Die neue EU-Drohnenverordnung (2019/947 und 2020/746) mit ihren verschiedenen Anwendungsszenarien, Drohnenklassen und Sonderregeln sorgt sowohl bei Einsteigern als auch Bestandspiloten für Verwirrung. Wir zeigen, was für die im Moment erhältlichen Multicopter gilt und erklären, welche Bedingungen die Piloten erfüllen müssen, um legal Fliegen zu dürfen.
Die EU-Drohnenverordnung (2019/947 und 2020/746) ist seit Anfang 2021 in Kraft. Sie regelt den grundsätzlichen Umgang mit den Fluggeräten. Diese sind zukünftig in fünf Risikoklassen eingeteilt. Die Verordnung definiert allerdings nicht, wo geflogen werden darf. Dies bleibt dem jeweiligen EU-Land vorbehalten. Das sogenannte GEO-System, die Einteilung in nationale Flug- und Flugverbotszonen, sollte erst im Laufe des Jahres 2021 abgeschlossen sein. In Deutschland gelten bis dahin die Vorgaben aus der alten nationalen Drohnenverordnung 2017 (LuftVO §21b), sofern diese nicht in der EU-Verordnung durch anderslautende Vorgaben ersetzt wurden.
Die EU-Richtlinie unterscheidet außerdem die drei verschiedenen Anwendungsszenarien Open, Specific und Certified. Die beiden letzteren Anwendungen betreffen allerdings Spezialanwendungen und kommerziellen Drohnenflug, weshalb für Hobbypiloten nur die Vorgaben der offenen Open-Klasse interessant sind. Und hier gilt immer:
Zusätzlich müssen zusätzlich die bereits geltenden nationalen Vorschriften eingehalten werden. So gilt in Deutschland ein Mindestabstand von 1500 Metern zu Flughäfen. Von Autobahnen, Bundeswasserstraßen, Bahnanlagen, Oberleitungen, Kraftwerken und Unglücksorten muss die Drohne mindestens 100 Meter entfernt sein. Wohngrundstücke dürfen ohne ausdrückliche Genehmigung des Eigentümers ebenfalls nicht überflogen werden, außer die Drohne wiegt unter 250 Gramm und verfügt über keine Kamera.

Aufgabe a -> Welcher Mindestabstand zu Flughäfen gilt laut dem Text zur EU-Drohnenverordnung in Deutschland?
Text und Datensätze haben nichts miteinander zu tun.

Datensätze ->
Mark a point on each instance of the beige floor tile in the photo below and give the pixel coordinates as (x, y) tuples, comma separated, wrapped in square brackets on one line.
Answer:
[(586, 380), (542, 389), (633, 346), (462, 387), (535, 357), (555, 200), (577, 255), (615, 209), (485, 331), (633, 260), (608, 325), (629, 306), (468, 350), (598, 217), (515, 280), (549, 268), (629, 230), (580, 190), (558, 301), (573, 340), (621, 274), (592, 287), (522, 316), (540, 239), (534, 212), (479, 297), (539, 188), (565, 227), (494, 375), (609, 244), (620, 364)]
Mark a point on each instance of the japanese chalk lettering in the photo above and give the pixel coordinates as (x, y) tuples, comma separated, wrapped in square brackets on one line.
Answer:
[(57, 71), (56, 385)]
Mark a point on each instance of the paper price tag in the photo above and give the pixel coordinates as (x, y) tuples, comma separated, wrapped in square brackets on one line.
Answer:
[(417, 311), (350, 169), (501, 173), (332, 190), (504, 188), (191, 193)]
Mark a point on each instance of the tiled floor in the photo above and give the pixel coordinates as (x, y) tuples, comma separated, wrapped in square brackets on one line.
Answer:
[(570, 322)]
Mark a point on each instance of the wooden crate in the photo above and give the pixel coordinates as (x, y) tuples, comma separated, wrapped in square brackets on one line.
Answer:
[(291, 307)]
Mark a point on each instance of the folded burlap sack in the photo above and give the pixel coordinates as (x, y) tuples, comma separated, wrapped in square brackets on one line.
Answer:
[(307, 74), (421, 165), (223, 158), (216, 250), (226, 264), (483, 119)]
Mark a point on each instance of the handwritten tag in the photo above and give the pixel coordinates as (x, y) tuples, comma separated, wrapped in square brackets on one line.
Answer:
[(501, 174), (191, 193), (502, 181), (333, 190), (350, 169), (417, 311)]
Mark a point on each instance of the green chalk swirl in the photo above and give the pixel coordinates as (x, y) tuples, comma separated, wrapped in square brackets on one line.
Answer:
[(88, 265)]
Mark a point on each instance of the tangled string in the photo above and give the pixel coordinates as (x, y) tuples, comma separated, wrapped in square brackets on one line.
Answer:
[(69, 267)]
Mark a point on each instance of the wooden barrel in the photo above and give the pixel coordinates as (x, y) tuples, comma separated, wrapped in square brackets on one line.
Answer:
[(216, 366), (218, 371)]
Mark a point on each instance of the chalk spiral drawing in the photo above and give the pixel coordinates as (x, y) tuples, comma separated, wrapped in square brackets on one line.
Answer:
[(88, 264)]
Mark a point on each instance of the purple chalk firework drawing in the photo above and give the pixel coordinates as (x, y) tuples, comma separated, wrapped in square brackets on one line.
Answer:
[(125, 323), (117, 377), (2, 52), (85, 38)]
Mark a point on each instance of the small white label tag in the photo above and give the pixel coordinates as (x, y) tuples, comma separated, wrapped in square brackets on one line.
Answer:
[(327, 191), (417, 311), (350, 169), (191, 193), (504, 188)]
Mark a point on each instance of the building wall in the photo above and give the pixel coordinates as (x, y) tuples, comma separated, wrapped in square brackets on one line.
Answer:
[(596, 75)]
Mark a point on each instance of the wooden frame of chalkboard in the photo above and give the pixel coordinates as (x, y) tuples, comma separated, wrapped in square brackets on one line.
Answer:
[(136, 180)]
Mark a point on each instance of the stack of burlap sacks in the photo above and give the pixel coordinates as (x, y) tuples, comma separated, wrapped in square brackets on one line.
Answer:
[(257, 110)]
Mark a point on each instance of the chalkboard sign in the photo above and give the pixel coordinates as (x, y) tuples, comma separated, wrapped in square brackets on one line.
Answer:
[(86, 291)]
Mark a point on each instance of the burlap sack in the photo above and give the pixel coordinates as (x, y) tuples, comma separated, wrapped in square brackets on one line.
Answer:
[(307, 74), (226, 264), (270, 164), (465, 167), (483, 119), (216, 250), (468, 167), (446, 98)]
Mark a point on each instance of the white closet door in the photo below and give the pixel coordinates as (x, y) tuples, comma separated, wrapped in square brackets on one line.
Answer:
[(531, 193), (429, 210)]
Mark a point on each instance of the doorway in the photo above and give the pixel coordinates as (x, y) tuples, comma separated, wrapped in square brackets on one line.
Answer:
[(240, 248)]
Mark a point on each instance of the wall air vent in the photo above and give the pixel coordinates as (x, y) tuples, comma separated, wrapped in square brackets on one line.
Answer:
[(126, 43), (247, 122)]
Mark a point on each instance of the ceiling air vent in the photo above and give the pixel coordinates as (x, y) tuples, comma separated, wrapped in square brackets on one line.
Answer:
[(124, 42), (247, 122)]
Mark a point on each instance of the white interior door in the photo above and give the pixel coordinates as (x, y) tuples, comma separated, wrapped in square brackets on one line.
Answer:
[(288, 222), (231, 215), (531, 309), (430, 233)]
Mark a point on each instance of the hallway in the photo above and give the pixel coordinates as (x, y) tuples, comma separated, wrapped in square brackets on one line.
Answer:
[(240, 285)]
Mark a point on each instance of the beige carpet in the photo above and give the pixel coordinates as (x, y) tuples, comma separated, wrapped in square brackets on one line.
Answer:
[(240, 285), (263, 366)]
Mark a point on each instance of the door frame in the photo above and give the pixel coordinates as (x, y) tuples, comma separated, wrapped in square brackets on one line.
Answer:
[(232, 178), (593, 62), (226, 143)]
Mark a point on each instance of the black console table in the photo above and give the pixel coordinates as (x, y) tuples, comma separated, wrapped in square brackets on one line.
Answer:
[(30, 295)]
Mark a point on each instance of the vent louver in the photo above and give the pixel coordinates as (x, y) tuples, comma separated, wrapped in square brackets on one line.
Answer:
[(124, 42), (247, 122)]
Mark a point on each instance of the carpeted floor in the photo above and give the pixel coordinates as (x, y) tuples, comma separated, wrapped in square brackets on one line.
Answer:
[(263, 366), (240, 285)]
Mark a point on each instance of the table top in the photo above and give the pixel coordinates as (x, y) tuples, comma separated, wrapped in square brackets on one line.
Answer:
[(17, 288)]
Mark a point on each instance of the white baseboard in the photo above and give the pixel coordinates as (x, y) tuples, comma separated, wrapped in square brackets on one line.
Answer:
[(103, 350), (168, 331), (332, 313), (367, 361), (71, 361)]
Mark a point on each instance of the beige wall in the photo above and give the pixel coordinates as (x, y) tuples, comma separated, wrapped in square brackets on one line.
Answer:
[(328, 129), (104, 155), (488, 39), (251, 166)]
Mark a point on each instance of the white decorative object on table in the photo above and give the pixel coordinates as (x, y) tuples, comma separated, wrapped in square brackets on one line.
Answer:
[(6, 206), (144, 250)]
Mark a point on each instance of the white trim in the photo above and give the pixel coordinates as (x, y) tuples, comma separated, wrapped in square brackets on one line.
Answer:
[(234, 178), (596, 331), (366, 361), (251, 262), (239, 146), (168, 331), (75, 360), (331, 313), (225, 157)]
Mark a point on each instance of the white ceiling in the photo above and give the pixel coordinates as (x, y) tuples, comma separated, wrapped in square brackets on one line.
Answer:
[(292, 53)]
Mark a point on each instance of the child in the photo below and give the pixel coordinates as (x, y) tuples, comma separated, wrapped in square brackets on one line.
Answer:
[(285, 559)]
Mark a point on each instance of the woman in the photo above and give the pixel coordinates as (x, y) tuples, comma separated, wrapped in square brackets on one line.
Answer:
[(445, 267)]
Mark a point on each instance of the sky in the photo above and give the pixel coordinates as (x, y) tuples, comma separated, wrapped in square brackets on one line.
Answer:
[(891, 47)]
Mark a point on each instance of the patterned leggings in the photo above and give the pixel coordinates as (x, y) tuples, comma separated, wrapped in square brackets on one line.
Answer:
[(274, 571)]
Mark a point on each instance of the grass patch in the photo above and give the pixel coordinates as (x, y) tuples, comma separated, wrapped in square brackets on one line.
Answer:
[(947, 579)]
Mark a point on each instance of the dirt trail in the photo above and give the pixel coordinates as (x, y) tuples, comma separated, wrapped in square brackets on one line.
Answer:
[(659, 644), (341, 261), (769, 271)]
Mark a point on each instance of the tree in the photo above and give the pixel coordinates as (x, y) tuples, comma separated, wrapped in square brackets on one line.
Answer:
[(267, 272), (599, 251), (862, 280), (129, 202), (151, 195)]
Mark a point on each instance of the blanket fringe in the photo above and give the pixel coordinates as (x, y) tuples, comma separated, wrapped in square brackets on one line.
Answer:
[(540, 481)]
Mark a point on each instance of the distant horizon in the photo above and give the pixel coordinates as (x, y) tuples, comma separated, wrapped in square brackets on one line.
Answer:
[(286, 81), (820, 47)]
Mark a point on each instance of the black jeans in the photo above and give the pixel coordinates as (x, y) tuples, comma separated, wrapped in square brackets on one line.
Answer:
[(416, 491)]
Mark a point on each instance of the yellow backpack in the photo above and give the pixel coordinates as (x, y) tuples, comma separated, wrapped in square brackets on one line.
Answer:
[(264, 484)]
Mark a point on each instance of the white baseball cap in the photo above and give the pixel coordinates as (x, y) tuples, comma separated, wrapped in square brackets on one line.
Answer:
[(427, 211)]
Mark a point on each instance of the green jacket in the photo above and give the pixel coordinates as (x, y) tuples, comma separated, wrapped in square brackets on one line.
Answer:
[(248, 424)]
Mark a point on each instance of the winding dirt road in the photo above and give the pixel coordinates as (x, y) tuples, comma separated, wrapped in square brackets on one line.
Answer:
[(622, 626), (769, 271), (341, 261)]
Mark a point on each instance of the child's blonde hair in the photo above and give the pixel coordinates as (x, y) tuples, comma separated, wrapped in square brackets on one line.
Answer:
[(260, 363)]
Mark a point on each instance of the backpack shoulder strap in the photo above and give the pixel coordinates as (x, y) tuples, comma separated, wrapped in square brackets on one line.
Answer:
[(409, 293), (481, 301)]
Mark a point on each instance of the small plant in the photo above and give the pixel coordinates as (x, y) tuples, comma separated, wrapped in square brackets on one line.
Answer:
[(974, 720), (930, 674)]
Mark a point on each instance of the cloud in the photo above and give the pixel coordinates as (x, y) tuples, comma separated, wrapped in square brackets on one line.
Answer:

Aufgabe b -> Schreib aus den Datensätzen Zeilen unverändert ab: Beginne bei der Zeile mit „Mark a point on each instance of the black jeans“ und hör nach der Zeile mit „[(622, 626), (769, 271), (341, 261)]“ auf.

Ergebnis a -> 1500 Meter.

Ergebnis b ->
Mark a point on each instance of the black jeans in the photo above and give the pixel coordinates as (x, y) tuples, comma separated, wrapped in square brackets on one line.
Answer:
[(416, 491)]
Mark a point on each instance of the yellow backpack in the photo above and give the pixel coordinates as (x, y) tuples, comma separated, wrapped in square brackets on one line.
Answer:
[(264, 484)]
Mark a point on each instance of the white baseball cap in the photo above and give the pixel coordinates as (x, y) tuples, comma separated, wrapped in square brackets on one line.
Answer:
[(427, 211)]
Mark a point on each instance of the green jacket in the photo above and give the pixel coordinates as (x, y) tuples, comma separated, wrapped in square brackets on one line.
Answer:
[(248, 424)]
Mark a point on each instance of the winding dirt road in the photo above and give the pixel coordinates as (x, y) tuples, comma separated, wrapped in square brackets on one line.
Answer:
[(622, 626), (769, 271), (341, 261)]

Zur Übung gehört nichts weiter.